## DO THIS
Rewrite the listing from the line containing "Where can the patterned" through the end of the listing, renaming "terracotta flower pot" to "clay flower pot" and leaving everything else unchanged.

______________________________

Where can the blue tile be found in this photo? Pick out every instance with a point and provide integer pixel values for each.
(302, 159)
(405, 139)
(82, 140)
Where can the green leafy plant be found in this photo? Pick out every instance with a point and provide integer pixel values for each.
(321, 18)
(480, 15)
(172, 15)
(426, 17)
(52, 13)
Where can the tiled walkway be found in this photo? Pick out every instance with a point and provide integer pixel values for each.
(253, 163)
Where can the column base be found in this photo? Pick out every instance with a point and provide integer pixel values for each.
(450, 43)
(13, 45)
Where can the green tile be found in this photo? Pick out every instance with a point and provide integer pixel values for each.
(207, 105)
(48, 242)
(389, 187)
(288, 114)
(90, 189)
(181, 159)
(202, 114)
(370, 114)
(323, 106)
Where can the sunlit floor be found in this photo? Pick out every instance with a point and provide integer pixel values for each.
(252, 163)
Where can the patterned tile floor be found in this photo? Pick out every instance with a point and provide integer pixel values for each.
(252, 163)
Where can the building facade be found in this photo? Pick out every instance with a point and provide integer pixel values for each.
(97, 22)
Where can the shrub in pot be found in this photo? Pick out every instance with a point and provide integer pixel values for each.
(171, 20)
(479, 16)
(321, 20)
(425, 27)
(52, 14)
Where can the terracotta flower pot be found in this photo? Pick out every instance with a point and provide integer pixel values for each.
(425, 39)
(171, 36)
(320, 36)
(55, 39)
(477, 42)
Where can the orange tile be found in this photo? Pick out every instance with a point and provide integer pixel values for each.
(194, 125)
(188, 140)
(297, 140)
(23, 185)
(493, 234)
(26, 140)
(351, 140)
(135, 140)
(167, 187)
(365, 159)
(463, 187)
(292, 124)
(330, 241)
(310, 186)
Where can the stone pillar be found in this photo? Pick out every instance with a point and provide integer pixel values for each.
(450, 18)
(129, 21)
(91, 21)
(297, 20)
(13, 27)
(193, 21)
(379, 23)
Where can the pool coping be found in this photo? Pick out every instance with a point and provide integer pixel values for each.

______________________________

## WRITTEN RESPONSE
Where can the patterned tile floor be found in this photo? Pick out every instance with a point and provide integer pixel values for each.
(252, 163)
Where can the building facade be found in this photo? Pick out every instance with a point and provide integer pixel values for each.
(97, 22)
Where can the shrub in pot be found in this photo? Pick out every instance with a point and provide integer pixel values for each.
(171, 20)
(479, 16)
(321, 20)
(425, 27)
(52, 14)
Where can the clay flower pot be found in this photo? Pick out every instance with a point and provide integer pixel values for each.
(425, 39)
(171, 36)
(320, 36)
(55, 39)
(477, 42)
Where can the orange tile be found in this photo? Pick out every instance with a point and provide integer pixel values for each.
(194, 125)
(188, 140)
(297, 140)
(23, 185)
(493, 234)
(26, 140)
(351, 140)
(135, 140)
(167, 187)
(365, 159)
(463, 187)
(292, 124)
(330, 241)
(310, 186)
Where can the stone pillar be found in this photo? Pick out every instance with a point and provide integer pixel values for each.
(450, 18)
(129, 21)
(91, 21)
(297, 20)
(13, 27)
(193, 21)
(379, 23)
Where can the pool coping be found in this photo? Pick out every instance with a point and provide integer pixel values for each.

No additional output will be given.